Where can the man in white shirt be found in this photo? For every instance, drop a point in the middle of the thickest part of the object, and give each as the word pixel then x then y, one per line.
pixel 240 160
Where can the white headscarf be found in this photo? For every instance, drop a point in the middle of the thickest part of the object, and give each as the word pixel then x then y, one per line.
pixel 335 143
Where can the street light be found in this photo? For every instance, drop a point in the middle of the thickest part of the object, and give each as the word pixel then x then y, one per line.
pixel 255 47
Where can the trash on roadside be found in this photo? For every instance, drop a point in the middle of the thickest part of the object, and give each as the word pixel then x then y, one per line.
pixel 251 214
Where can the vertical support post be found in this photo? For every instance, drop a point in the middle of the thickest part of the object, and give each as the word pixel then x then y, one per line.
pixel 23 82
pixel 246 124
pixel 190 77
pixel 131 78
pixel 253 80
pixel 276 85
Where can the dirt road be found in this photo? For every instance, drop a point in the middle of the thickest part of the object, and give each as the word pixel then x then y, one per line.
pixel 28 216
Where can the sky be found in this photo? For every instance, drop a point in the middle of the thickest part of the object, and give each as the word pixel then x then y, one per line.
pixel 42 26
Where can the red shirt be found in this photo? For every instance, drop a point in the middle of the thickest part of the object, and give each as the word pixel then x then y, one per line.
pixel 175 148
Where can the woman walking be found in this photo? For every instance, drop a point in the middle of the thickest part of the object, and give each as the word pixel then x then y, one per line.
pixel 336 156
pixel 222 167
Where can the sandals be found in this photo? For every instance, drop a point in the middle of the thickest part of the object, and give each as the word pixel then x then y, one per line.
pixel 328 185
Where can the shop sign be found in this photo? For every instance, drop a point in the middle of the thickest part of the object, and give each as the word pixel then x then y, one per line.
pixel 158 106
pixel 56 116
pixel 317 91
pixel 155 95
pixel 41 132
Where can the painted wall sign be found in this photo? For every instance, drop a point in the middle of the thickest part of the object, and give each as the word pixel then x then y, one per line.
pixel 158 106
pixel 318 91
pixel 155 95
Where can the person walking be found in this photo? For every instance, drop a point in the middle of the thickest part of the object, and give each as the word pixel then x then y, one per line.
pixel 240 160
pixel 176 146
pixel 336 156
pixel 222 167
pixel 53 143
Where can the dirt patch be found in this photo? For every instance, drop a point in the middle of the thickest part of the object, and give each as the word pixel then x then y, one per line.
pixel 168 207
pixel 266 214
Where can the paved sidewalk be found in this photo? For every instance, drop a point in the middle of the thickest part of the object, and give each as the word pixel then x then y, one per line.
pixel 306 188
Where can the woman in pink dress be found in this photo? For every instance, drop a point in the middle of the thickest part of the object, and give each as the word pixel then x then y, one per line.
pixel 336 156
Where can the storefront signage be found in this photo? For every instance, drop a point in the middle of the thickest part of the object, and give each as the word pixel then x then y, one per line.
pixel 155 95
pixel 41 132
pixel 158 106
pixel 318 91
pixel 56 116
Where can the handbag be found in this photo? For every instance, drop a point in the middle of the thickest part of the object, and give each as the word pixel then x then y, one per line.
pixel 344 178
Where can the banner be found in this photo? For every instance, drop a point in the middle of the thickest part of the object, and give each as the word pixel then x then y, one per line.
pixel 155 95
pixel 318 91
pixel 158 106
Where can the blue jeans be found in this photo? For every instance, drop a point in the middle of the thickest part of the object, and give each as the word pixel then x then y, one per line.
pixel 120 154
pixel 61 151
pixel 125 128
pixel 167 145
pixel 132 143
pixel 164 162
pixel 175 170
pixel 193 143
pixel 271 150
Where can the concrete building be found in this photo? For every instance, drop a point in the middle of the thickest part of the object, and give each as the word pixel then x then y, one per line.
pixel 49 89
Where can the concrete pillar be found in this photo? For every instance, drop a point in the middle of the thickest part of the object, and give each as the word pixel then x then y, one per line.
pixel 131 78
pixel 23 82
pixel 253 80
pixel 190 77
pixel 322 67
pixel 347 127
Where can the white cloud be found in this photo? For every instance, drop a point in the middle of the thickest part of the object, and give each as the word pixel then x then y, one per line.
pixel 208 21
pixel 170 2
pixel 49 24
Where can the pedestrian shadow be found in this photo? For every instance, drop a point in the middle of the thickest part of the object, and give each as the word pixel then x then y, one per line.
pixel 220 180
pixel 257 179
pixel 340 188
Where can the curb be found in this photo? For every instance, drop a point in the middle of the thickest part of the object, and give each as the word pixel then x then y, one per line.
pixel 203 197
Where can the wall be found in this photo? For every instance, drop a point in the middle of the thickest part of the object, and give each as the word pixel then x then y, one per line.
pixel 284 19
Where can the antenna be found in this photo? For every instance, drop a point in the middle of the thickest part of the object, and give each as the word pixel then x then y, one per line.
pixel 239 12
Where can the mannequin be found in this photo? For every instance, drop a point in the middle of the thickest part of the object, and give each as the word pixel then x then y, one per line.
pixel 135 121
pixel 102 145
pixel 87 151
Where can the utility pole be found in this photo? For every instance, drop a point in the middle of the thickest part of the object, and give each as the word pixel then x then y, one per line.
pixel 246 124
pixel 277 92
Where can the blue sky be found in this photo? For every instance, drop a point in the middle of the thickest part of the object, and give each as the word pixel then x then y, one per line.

_ _ _ _

◆ YOUR OBJECTIVE ◆
Reproduce all of the entries verbatim.

◆ EXPECTED OUTPUT ◆
Where can the man in white shirt be found in this photo? For every instance, drop a point in the middle of the thickest part of the object, and give each as the word pixel then x then y, one per line.
pixel 240 160
Where can the white headscarf be found in this photo? For every instance, drop a point in the middle of the thickest part of the object, and give each as the word pixel then x then y, one per line.
pixel 335 143
Where can the street light be found in this photo? For every instance, drop a point in the middle of the thickest part of the object, and give each as the word pixel then x then y, one per line.
pixel 255 47
Where can the trash on roadside be found in this photo? For every instance, drop a point in the middle of the thickest part of the object, and give each as the word pixel then x then y, one per line.
pixel 251 214
Where can the vertical support post be found in this photo? For every instance, drop a point in the middle of the thickest part of the object, and give each as the word pixel then x then y, one per line.
pixel 23 82
pixel 246 124
pixel 190 77
pixel 131 78
pixel 253 80
pixel 276 85
Where can the dirt road be found in this photo? For every instance, drop a point in the middle of the thickest part of the object, and give each as the word pixel then x then y, one per line.
pixel 28 216
Where can the sky be found in this photo? For every instance, drop a point in the middle of the thickest part of the object, and give each as the word pixel then x then y, one per line.
pixel 42 26
Where can the red shirt be found in this photo? For every instance, drop a point in the middle of the thickest part of the object, and give each as the word pixel then x then y, one per line.
pixel 175 148
Where can the woman walking be found in this photo? For every instance, drop a point in the middle of the thickest part of the object, and give each as the word pixel then x then y, one per line.
pixel 336 156
pixel 222 167
Where can the sandals be found in this photo? For every instance, drop a point in the middle of the thickest part of the object, and give each as the word pixel then x then y, one per line.
pixel 328 185
Where can the shop sign be found in this photo? For every instance, drop a point in the middle of the thickest part of the object, and give each as the word pixel then x then y, one per line.
pixel 158 106
pixel 56 116
pixel 317 91
pixel 155 95
pixel 41 132
Where can the painted wall sign be found in this photo? For every instance, drop a point in the middle of the thickest part of the object, and give each as the word pixel then x then y, one per line.
pixel 158 106
pixel 318 91
pixel 155 95
Where can the person walking be found in this photo? For every instance, drop a point in the middle of the thickest part of the object, and give each as the word pixel then x then y, one per line.
pixel 240 160
pixel 176 146
pixel 336 156
pixel 222 167
pixel 53 143
Where can the dirt patch be found in this photo? For every instance, drop a point in the middle of the thickest part of the object, and give each as the word pixel then x then y, one per line.
pixel 168 207
pixel 266 214
Where can the paved sidewalk be found in this photo? For every instance, drop a point in the middle of the thickest part of the object, and give each as the word pixel then x then y, one per line.
pixel 306 188
Where can the woman in pink dress be found in this photo? For every instance, drop a point in the middle of the thickest part of the object, and give each as the word pixel then x then y, one per line.
pixel 336 156
Where can the storefront signage be found in this photo? For every instance, drop a point in the middle of the thickest part of the object, and give each as the word pixel then x then y, one per line.
pixel 155 95
pixel 41 132
pixel 158 106
pixel 318 91
pixel 56 116
Where can the handbag be found in this photo? For every instance, drop a point in the middle of the thickest part of the object, and give each as the word pixel then x then y, one per line.
pixel 344 178
Where can the banner be found in this photo? For every instance, drop a point in the middle of the thickest part of the object, and give each as the word pixel then x then y, one per line.
pixel 155 95
pixel 318 91
pixel 158 106
Where can the blue jeans be found in this photo? For every instance, drop a point in the middle of the thickest part of the object, and give each as the word pixel then x then y, one per line.
pixel 120 154
pixel 61 151
pixel 125 128
pixel 167 145
pixel 132 143
pixel 164 162
pixel 175 170
pixel 193 143
pixel 271 150
Where can the concrete building be found in this photo? For every instance, drop a point in the middle of the thickest part of the object, and give each as the word pixel then x then y, one per line.
pixel 49 89
Where can the concrete pillar be found in this photo? For every instance, drop a point in the middle of the thickest part of the object, and give each as the word pixel then x then y, one per line.
pixel 131 78
pixel 23 82
pixel 253 80
pixel 190 77
pixel 322 67
pixel 347 127
Where can the white cloud be found in this photo? For every instance, drop a point in the middle of the thickest part of the object, and give each as the word pixel then x then y, one per line.
pixel 208 21
pixel 170 2
pixel 49 24
Where can the pedestrian shadow be found in this photo? For every instance, drop a point in the middle of the thickest part of the object, and give each as the word pixel then x then y, one per line.
pixel 220 180
pixel 257 179
pixel 340 188
Where can the curb be found in this photo? For every instance, drop a point in the middle of the thickest part of the object, and give each as the word pixel then x then y, one per line.
pixel 203 197
Where can the wall be found in this photo? For every instance, drop a point in the middle of the thickest part of the object, and give each as the word pixel then x then y, one per line.
pixel 284 19
Where can the antenna be found in this photo? For every instance, drop a point in the middle of the thickest part of the object, and give each as the word pixel then x then y, one per line.
pixel 239 12
Where can the mannequin be found in this photo? For every instance, drop a point in the middle of the thickest part of the object, and give each as the word pixel then x then y, one per line.
pixel 135 121
pixel 102 145
pixel 87 151
Where can the utility pole be found in this photo? For every instance, drop a point in the middle of the thickest part of the object, and give each as the word pixel then x then y, one per line.
pixel 246 124
pixel 277 92
Where can the blue sky be found in this photo? For every instance, drop a point in the middle of the thickest part of the object, and give each as the word pixel then x then y, one per line.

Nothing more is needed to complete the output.